- [What is required] Write out, word for word, the lines of the listing below from the line that contains "the tree, put" through the end of the listing.

Dataset listing on where objects are located:
☆ ☆ ☆ ☆
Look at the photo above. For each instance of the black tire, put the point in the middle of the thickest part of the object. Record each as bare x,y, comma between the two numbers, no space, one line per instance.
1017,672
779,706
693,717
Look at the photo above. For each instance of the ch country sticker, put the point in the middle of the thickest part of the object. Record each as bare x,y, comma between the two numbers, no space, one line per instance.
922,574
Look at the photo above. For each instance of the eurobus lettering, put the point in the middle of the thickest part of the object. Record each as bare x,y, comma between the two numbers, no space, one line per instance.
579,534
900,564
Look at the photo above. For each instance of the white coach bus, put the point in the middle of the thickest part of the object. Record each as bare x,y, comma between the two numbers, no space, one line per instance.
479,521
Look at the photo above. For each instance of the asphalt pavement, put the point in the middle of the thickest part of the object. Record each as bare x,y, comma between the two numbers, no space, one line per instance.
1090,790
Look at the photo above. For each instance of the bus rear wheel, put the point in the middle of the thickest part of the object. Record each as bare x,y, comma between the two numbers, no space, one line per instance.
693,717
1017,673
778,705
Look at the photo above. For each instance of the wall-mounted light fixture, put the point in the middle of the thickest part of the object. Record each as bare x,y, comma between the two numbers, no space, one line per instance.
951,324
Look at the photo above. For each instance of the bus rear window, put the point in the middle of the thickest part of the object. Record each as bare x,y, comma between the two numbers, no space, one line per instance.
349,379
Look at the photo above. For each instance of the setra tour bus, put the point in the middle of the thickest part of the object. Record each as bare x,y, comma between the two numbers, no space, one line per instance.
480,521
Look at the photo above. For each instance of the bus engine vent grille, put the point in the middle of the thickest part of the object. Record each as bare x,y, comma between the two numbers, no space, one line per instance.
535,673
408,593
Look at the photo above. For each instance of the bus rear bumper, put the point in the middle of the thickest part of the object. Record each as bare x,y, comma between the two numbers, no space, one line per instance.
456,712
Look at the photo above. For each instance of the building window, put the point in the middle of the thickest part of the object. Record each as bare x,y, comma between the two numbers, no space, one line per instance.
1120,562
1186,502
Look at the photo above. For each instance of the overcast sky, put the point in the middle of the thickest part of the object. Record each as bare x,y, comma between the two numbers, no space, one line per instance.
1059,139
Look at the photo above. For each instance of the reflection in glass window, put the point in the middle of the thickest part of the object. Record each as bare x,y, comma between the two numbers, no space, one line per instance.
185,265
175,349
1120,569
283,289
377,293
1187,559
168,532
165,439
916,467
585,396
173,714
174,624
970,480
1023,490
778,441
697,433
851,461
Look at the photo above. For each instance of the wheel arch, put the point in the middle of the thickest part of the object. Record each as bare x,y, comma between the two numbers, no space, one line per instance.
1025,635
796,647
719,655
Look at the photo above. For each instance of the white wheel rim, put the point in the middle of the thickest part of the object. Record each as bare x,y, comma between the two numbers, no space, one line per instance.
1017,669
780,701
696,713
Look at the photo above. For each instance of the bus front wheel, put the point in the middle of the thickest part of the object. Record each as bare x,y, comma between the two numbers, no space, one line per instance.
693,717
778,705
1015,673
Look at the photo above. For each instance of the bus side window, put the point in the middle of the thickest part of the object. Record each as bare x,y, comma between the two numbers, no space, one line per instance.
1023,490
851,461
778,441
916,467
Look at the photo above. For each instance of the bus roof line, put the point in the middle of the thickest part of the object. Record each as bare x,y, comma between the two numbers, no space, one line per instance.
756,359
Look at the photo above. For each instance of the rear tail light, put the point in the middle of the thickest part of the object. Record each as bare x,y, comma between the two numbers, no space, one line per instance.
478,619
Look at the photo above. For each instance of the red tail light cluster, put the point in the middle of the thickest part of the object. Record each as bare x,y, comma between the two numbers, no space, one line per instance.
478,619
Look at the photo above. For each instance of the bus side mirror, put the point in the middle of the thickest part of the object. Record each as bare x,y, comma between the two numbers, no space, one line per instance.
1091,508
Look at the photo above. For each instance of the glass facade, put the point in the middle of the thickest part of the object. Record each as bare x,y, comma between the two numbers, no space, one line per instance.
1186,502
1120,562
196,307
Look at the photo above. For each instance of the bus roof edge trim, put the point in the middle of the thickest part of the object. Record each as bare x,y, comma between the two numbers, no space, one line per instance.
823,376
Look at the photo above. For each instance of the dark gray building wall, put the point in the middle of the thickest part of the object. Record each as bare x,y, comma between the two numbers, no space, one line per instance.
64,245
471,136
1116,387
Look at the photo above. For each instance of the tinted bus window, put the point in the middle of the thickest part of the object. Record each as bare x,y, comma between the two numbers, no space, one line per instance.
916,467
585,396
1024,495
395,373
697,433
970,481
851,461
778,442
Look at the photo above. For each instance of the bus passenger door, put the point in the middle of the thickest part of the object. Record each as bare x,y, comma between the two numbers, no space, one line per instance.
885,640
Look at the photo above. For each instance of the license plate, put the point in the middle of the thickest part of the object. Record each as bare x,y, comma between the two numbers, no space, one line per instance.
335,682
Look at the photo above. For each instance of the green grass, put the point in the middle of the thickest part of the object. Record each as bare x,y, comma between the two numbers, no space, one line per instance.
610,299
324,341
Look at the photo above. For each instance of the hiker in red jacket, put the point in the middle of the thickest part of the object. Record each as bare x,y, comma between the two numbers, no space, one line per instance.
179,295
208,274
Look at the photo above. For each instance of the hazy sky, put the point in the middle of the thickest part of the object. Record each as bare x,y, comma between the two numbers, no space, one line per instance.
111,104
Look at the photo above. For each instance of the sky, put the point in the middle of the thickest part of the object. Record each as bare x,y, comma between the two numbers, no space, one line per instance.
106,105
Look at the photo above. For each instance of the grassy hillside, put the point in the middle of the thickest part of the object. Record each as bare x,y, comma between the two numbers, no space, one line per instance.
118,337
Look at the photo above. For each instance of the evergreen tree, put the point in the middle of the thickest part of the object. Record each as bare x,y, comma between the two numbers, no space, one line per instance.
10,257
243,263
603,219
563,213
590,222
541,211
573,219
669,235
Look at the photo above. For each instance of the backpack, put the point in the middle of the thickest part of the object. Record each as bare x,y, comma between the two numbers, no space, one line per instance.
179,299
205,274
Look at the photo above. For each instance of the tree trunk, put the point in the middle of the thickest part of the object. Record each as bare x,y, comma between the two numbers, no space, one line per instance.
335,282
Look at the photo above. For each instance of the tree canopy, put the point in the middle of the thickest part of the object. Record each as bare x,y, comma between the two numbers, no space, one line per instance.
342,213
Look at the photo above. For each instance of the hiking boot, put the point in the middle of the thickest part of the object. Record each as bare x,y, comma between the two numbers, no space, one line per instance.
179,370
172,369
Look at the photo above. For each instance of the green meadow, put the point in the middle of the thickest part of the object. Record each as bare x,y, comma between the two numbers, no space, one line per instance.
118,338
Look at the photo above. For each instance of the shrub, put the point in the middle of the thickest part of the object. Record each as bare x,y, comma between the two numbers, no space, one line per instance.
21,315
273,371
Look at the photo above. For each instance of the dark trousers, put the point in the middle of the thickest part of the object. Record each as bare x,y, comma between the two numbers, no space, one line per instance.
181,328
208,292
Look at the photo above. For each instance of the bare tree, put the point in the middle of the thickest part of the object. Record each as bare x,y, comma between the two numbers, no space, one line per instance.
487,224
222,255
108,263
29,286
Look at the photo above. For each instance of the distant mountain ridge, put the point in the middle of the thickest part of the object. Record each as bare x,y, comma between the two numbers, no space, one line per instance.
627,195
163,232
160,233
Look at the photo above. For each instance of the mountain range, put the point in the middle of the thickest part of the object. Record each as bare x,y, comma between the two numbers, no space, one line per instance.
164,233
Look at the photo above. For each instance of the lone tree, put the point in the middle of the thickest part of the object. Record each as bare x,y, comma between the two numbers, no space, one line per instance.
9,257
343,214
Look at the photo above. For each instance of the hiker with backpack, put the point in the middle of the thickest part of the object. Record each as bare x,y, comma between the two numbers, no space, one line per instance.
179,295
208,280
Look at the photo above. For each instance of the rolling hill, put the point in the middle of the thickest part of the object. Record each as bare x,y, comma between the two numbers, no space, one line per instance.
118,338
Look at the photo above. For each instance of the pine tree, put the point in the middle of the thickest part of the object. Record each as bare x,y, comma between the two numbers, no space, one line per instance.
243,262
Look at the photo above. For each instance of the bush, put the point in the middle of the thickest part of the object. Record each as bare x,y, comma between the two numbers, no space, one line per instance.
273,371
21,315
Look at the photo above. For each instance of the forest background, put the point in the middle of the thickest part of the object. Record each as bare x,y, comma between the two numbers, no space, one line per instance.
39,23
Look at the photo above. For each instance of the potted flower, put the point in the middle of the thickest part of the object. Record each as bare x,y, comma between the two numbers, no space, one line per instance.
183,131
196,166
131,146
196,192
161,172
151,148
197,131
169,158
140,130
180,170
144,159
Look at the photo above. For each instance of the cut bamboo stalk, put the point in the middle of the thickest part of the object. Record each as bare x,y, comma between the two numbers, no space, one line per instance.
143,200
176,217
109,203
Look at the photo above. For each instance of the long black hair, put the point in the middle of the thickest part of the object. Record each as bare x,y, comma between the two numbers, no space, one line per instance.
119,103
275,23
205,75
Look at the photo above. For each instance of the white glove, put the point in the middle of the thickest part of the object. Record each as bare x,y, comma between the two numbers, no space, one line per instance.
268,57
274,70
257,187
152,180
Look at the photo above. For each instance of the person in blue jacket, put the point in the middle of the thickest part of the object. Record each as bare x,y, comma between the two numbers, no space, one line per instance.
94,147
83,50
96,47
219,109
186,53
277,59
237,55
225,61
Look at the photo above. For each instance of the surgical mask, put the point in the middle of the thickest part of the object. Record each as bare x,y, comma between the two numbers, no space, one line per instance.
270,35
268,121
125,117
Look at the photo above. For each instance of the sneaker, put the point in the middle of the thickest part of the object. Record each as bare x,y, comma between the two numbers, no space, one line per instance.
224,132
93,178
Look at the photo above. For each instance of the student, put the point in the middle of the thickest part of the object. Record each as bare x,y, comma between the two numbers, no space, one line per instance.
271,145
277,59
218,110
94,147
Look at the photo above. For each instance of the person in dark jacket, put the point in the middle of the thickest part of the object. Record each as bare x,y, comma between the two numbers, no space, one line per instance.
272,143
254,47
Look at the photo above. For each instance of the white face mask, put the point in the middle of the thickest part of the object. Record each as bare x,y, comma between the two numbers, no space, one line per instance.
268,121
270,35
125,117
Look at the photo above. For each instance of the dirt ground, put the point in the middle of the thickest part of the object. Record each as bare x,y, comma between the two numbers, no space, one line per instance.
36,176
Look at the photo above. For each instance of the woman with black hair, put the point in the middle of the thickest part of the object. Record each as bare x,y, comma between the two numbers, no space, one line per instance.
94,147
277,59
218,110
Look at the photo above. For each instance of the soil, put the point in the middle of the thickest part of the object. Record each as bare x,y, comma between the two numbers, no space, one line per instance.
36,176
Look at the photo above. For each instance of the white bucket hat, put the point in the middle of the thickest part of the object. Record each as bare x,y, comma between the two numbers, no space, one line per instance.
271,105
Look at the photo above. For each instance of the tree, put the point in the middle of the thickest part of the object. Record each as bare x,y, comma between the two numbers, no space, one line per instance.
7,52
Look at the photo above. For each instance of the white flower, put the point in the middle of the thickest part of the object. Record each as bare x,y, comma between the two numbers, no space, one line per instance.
☆ ☆ ☆ ☆
- [Finished exercise]
Look at the photo above. For each instance of the tree, put the point in the middle of the thickest part of the object. Record each as bare x,y, comma between the two numbers, no space, one line per instance.
7,52
Look at the photo above. For each instance of the white flower, put the point in the middle of the thickest part of the object. Record each as bare x,y, comma between the two numbers, no space, one line per instance.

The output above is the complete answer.